Document excerpt:
++++++
Use the Principle of Commitment and Consistency to Recruit Others to the Cause


This is one of six "weapons of influence" from the book, Influence: The Psychology of Persuasion. The principle says that once you have committed yourself to something, you tend to remain consistent. That is, you become resistant to changing your mind about what you believe (once you have expressed some commitment to it).

And the more you have done to express your commitment, and the more public you have made your commitment, the more resistant you are to changing your mind about it.

For example, in one experiment, researchers went around in a neighborhood and asked people if they would be willing to put a three-inch square sign in their window that said "Be a safe driver."

Two weeks later a different volunteer went through the same neighborhood and asked for something outrageous: "Would you be willing to put a billboard on your lawn supporting driver safety?"

Those who had earlier agreed to the little sign were much more likely to say yes to the billboard than people who had refused the little sign. And almost everyone who they asked to put the billboard on their front lawn who had not been asked to display the little sign refused.
++++++
Information provided:
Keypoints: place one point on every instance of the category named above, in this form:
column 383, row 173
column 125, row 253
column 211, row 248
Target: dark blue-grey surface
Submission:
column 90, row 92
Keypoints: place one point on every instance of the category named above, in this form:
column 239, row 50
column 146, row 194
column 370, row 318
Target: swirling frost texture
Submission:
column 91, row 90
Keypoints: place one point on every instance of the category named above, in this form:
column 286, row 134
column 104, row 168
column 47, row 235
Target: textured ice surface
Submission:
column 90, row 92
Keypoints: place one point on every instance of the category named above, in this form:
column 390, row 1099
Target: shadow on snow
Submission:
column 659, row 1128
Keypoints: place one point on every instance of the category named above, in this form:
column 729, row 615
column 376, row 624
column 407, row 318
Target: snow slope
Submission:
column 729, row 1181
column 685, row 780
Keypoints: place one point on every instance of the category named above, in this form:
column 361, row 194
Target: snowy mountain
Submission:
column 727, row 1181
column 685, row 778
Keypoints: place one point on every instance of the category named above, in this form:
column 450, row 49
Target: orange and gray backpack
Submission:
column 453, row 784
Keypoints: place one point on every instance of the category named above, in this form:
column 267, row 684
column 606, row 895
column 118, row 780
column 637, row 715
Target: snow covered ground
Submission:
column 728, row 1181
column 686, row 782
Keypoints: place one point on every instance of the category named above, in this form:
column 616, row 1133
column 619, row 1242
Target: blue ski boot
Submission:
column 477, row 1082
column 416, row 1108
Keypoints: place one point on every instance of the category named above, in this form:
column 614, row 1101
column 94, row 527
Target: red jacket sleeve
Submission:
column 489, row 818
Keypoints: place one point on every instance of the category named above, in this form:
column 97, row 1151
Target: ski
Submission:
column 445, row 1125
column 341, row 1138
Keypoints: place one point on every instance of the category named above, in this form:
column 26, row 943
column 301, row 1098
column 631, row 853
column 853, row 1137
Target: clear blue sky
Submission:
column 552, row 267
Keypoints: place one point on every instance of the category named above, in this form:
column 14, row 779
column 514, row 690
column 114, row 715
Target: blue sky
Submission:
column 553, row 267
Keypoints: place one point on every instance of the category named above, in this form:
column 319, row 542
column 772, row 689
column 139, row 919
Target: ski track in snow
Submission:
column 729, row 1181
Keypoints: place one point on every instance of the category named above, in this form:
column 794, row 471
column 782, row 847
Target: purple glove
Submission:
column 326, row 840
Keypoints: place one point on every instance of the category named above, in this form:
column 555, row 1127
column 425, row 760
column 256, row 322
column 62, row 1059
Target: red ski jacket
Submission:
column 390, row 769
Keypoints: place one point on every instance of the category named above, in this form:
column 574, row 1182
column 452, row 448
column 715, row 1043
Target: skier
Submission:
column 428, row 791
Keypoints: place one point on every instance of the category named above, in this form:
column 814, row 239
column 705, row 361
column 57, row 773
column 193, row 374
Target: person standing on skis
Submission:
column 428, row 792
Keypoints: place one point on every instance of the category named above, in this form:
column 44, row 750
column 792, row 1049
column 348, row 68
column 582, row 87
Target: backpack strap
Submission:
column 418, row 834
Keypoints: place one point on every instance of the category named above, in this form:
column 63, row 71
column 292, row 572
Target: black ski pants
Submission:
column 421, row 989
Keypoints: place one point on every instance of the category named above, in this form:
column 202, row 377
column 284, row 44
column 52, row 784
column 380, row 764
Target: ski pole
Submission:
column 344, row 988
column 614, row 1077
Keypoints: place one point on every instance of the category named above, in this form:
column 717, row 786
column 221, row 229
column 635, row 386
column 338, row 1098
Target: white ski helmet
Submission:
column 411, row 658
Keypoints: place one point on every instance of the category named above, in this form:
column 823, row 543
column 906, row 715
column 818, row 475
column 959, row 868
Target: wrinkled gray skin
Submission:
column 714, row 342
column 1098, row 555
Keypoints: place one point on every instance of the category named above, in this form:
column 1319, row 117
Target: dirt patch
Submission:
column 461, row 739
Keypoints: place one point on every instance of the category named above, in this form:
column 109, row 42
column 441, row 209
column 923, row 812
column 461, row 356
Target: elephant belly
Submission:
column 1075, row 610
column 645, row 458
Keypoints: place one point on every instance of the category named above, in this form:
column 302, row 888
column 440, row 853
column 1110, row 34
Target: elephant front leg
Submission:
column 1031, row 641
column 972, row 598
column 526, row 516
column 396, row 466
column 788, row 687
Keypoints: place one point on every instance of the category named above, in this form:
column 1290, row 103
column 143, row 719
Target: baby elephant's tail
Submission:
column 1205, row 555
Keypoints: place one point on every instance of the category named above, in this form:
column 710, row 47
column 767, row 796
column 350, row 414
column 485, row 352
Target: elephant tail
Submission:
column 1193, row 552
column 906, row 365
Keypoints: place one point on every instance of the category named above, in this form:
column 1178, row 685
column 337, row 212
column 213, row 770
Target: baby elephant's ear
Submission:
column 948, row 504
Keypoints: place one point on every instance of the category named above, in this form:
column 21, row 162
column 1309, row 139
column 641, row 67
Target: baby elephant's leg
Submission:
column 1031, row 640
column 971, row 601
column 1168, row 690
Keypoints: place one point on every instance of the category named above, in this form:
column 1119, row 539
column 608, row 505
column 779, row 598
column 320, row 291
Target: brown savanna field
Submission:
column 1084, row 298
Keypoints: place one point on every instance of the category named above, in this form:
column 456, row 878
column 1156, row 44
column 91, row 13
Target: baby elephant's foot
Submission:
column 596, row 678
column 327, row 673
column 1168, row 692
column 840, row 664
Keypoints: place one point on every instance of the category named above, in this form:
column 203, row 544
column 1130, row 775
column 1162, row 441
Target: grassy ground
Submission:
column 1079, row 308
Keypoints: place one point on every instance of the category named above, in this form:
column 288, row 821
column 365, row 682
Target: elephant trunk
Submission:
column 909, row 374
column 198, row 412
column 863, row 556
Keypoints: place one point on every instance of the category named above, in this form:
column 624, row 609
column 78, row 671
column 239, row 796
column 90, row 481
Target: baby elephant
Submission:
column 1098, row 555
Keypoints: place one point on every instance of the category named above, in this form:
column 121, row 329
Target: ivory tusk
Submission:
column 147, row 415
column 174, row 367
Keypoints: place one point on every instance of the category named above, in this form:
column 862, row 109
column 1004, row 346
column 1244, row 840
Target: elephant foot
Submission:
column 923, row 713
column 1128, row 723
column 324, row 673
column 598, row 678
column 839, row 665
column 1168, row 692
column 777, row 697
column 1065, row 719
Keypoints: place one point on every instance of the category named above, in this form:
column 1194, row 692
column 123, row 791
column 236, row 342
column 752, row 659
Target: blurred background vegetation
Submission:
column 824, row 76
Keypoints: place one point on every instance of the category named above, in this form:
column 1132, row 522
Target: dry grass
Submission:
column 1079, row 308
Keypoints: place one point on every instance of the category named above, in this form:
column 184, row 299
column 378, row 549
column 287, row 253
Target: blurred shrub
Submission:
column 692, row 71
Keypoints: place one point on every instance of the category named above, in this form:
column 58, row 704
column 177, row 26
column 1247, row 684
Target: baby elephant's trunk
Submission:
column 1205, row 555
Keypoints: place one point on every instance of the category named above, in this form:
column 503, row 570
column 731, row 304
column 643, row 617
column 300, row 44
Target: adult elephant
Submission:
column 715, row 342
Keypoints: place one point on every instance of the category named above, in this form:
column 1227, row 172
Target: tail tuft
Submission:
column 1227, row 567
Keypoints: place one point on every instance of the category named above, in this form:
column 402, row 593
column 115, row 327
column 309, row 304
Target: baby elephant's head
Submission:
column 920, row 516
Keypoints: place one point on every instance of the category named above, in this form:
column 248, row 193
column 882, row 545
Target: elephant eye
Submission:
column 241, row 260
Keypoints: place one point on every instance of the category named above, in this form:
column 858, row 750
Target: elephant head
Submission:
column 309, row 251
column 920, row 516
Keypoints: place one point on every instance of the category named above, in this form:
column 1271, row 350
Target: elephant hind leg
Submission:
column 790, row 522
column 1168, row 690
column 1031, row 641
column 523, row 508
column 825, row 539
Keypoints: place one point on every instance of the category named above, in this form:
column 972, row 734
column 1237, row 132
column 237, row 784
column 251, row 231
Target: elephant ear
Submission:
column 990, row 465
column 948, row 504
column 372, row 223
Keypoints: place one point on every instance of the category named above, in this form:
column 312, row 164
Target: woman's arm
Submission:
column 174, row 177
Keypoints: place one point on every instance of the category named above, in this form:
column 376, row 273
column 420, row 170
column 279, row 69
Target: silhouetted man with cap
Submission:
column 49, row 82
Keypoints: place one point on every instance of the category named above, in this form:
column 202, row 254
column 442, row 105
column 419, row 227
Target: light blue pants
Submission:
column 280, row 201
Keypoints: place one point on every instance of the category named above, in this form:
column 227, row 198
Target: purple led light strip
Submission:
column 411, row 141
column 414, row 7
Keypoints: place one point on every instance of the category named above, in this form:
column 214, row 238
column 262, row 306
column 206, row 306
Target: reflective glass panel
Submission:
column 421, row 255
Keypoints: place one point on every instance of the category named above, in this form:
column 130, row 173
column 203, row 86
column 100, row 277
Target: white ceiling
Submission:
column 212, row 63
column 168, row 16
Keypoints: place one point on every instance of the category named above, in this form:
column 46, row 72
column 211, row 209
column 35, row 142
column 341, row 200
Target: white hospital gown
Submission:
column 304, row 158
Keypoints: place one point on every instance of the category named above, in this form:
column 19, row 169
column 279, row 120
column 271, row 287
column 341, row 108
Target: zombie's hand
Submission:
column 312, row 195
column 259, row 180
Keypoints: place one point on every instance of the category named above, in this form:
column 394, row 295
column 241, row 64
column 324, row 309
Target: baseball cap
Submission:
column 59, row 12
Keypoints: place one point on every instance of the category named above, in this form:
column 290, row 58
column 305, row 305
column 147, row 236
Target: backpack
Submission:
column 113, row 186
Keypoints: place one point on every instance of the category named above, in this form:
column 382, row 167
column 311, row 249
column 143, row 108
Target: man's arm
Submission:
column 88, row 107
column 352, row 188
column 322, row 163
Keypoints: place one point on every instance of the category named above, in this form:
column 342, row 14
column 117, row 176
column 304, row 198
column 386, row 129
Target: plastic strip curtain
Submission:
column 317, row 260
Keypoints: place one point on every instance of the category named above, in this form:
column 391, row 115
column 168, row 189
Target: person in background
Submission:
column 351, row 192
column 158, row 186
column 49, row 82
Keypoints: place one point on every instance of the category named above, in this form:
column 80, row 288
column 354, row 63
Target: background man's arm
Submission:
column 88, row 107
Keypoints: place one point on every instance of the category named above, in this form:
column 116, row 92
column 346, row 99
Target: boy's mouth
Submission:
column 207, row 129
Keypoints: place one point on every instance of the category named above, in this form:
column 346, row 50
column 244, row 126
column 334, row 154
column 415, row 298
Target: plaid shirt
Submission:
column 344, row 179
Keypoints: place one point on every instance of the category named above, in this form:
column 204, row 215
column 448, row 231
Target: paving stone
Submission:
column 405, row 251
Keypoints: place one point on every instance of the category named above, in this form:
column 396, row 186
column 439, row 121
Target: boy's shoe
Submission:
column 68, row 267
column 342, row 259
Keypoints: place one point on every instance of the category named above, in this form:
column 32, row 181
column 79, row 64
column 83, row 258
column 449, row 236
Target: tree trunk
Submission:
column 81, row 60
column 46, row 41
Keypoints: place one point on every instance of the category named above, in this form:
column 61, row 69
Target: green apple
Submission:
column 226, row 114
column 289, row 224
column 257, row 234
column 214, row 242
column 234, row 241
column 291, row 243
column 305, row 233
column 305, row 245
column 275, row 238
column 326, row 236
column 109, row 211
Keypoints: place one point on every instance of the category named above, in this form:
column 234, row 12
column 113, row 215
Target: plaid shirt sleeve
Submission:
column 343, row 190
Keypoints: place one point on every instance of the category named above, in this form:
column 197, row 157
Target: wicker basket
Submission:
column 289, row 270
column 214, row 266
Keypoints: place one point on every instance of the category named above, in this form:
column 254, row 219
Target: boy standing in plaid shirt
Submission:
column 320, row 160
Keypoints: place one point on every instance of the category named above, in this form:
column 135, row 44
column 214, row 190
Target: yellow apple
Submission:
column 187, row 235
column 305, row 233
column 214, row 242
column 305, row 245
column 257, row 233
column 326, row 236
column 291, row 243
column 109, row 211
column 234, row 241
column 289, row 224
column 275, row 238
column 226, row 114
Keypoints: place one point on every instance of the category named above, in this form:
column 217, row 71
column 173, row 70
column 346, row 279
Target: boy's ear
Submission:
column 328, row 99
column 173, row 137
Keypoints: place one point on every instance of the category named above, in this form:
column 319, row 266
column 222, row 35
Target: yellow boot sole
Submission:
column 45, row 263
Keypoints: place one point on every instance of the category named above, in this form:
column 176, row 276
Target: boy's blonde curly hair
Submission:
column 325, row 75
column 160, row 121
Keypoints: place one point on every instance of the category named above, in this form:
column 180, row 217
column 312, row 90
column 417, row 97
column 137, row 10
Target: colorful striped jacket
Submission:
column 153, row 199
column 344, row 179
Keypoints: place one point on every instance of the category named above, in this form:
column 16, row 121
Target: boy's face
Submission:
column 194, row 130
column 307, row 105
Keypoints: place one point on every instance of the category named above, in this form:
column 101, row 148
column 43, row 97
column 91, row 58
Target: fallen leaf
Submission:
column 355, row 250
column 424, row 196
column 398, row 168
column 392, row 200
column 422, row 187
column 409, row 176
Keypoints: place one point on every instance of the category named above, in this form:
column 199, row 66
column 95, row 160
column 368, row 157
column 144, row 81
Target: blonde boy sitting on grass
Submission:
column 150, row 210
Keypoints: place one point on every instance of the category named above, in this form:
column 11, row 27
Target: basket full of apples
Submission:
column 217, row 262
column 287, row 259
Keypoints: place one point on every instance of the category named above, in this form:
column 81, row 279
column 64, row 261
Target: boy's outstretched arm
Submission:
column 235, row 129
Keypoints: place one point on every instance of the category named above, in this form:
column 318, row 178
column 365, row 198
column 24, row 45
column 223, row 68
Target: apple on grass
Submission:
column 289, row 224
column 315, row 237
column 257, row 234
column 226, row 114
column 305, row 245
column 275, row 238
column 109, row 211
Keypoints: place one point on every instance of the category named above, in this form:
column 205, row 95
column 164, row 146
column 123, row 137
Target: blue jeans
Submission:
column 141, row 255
++++++
In the passage on commitment and consistency, what wording appeared on the small window sign in the neighborhood experiment?

Solution to the exercise: The sign said "Be a safe driver."